§ Data for this exercise:
____

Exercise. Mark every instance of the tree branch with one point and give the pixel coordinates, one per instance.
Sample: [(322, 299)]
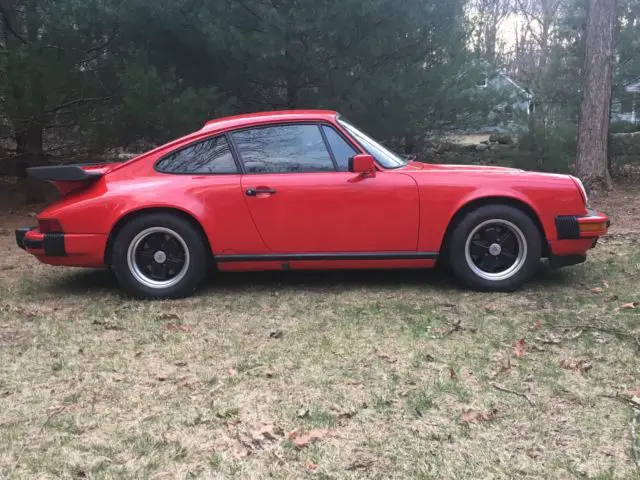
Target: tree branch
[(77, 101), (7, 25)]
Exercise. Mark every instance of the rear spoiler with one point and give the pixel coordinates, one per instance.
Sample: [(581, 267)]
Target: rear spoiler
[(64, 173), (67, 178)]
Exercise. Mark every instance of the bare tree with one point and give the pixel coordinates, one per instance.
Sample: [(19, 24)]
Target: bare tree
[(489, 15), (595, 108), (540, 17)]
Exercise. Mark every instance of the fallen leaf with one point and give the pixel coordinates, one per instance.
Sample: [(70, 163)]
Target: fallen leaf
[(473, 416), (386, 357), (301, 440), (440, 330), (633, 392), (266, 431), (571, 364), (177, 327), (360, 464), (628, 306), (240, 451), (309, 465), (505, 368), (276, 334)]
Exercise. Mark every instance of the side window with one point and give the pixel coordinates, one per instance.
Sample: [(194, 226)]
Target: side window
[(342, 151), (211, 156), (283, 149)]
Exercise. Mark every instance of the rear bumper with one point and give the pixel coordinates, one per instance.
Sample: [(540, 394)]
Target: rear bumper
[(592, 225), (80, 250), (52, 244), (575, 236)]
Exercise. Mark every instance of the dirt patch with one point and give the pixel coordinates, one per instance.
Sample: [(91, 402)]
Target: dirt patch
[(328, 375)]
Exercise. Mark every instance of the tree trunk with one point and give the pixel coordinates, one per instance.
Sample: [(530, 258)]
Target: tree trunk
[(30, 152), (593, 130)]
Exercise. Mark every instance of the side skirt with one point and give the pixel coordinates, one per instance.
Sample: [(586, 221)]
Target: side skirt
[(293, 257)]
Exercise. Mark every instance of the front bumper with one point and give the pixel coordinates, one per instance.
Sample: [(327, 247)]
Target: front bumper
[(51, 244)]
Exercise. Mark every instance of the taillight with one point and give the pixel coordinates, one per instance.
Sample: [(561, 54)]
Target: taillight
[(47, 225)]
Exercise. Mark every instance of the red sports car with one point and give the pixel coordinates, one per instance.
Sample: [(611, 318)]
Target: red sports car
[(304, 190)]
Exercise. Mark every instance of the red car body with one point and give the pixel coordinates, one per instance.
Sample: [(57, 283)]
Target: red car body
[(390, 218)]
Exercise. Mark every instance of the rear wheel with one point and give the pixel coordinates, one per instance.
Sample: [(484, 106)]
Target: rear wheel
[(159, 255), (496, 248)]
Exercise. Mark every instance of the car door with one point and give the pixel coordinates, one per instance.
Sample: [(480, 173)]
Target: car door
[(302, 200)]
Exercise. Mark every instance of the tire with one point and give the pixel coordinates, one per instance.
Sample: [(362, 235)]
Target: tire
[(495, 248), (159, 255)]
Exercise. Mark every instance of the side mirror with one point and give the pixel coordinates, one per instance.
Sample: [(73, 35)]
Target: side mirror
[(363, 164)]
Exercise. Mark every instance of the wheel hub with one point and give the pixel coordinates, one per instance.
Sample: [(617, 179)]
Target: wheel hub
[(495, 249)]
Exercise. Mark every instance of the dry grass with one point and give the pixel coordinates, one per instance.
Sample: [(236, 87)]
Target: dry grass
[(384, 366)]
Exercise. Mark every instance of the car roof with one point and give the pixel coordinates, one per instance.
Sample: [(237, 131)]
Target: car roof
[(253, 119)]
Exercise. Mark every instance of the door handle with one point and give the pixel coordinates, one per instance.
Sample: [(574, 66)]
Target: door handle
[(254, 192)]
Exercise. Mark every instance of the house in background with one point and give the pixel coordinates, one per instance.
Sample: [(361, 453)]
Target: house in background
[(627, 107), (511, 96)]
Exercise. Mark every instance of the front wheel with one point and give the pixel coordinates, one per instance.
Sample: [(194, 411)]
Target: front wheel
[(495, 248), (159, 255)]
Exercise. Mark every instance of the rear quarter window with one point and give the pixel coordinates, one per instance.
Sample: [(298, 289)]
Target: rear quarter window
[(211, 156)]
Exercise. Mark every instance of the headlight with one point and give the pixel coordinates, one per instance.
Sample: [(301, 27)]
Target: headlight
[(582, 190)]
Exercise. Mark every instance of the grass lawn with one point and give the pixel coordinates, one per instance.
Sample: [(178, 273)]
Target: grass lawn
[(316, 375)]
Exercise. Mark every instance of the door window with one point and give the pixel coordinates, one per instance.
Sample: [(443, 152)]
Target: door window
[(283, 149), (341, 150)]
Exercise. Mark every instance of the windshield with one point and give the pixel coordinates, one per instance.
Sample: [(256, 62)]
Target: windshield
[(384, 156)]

____

§ Given problem: Can you give the whole listing above as a numbered list, skipping blank lines and leaving out the pictures?

§ The answer:
1. Exercise. Mark every instance of the tree branch with one point and give the pixel coordinates, one per instance.
2. Sample: [(322, 299)]
3. Target: tree branch
4. [(77, 101), (7, 25)]
5. Exercise. Mark every instance of the rear spoiler with one point and give the pixel coordinates, one per instance.
6. Sample: [(581, 267)]
7. Target: rear spoiler
8. [(64, 173), (67, 178)]
9. Exercise. Mark every instance of the bare tree with one point and give the pixel coordinates, one per instance.
10. Sample: [(19, 24)]
11. Target: bare tree
12. [(489, 15), (595, 108), (540, 17)]
13. Exercise. Mark every instance of the fallen leaf with one point and give the pixel coordinates, one per instance.
14. Sample: [(70, 163)]
15. Target: fallen leaf
16. [(473, 416), (386, 357), (301, 440), (440, 330), (633, 392), (266, 431), (571, 364), (177, 327), (360, 464), (628, 306), (240, 451), (309, 465), (505, 368), (276, 334)]
17. Exercise. Mark every instance of the side window with one point and give the pixel coordinates, one per instance.
18. Sample: [(194, 226)]
19. Target: side window
20. [(342, 151), (211, 156), (283, 149)]
21. Exercise. Mark every instance of the rear bumper with one point and give the pixel coordinates, one per instance.
22. Sample: [(540, 394)]
23. Target: rear bumper
24. [(592, 225), (80, 250), (52, 244), (575, 236)]
25. Exercise. Mark every instance of the dirt patch with one point and give the pixel coordinates, one per instance.
26. Sample: [(91, 402)]
27. Target: dirt patch
28. [(328, 375)]
29. Exercise. Mark every instance of the tree trunk with one point and give the pixel coordinates, one per instance.
30. Sample: [(530, 258)]
31. Target: tree trunk
32. [(30, 152), (593, 130)]
33. Exercise. Mark every instance of the side skirt with one point and give the pixel coordinates, one per instance.
34. Sample: [(586, 221)]
35. Target: side skirt
36. [(293, 257)]
37. Exercise. Mark every instance of the front bumper with one point and give the pixel coordinates, one per instance.
38. Sample: [(327, 247)]
39. Target: front bumper
40. [(51, 244)]
41. Exercise. Mark every instance of the taillight with one point and give the pixel coordinates, one per instance.
42. Sample: [(561, 54)]
43. Target: taillight
44. [(47, 225)]
45. Exercise. Mark every instance of the red sports car with one point and give the pixel coordinates, one per instance.
46. Sample: [(611, 318)]
47. Target: red sports car
48. [(304, 190)]
49. Exercise. Mark every instance of the red car body with one point and give the pixel coordinates, one per instance.
50. Sample: [(57, 283)]
51. Target: red car body
52. [(390, 218)]
53. Exercise. Mark every instance of the rear wheel with one point and give the pixel coordinates, one per instance.
54. Sample: [(484, 106)]
55. Target: rear wheel
56. [(159, 255), (496, 248)]
57. Exercise. Mark every instance of the car door with one point and give the pixel coordinates, one per instance.
58. Sample: [(480, 173)]
59. Target: car door
60. [(302, 200)]
61. Exercise. Mark every instance of the tire with one point and give the pixel coordinates, one per instance.
62. Sample: [(362, 235)]
63. Target: tire
64. [(495, 248), (159, 255)]
65. Exercise. Mark every instance of the side mirror with one point and give the pixel coordinates, one per instance.
66. Sample: [(73, 35)]
67. Target: side mirror
68. [(363, 164)]
69. Exercise. Mark every instance of the wheel hub with one point and give the pixel coordinates, one per instance.
70. Sample: [(617, 179)]
71. Target: wheel hub
72. [(495, 249)]
73. Exercise. Mark every instance of the dry grass with one point and give the pixel coordinates, one per instance.
74. Sample: [(236, 87)]
75. Target: dry grass
76. [(384, 366)]
77. Exercise. Mark every instance of the car roof with one point and give the pixel coordinates, one per instance.
78. Sample: [(237, 131)]
79. Target: car roof
80. [(253, 119)]
81. Exercise. Mark every instance of the door handle with one point and give the pixel coordinates, one per instance.
82. Sample: [(574, 66)]
83. Target: door handle
84. [(254, 192)]
85. Exercise. Mark every instance of the house in background with one point and give the pixel coordinates, one per instance.
86. Sample: [(361, 453)]
87. Target: house in background
88. [(627, 107), (511, 96)]
89. Exercise. Mark every instance of the front wheel with one point and give the pixel coordinates, one per instance.
90. Sample: [(194, 411)]
91. Target: front wheel
92. [(495, 248), (159, 255)]
93. Exercise. Mark every instance of the rear quarter window with one point and give the pixel coordinates, one per instance.
94. Sample: [(298, 289)]
95. Target: rear quarter window
96. [(211, 156)]
97. Exercise. Mark every instance of the headlight with one point and give the pixel coordinates, one per instance.
98. Sample: [(301, 27)]
99. Target: headlight
100. [(582, 190)]
101. Exercise. Mark every instance of the grass lawn with one point and give the pixel coordinates, one per instance.
102. Sample: [(178, 273)]
103. Target: grass lawn
104. [(316, 375)]
105. Exercise. Mark every instance of the door window with one point and give the pixel coordinates, one per instance.
106. Sample: [(443, 152)]
107. Target: door window
108. [(283, 149), (341, 150)]
109. Exercise. Mark every instance of the windshield with one point and give the pixel coordinates, one per instance.
110. Sample: [(256, 62)]
111. Target: windshield
112. [(384, 156)]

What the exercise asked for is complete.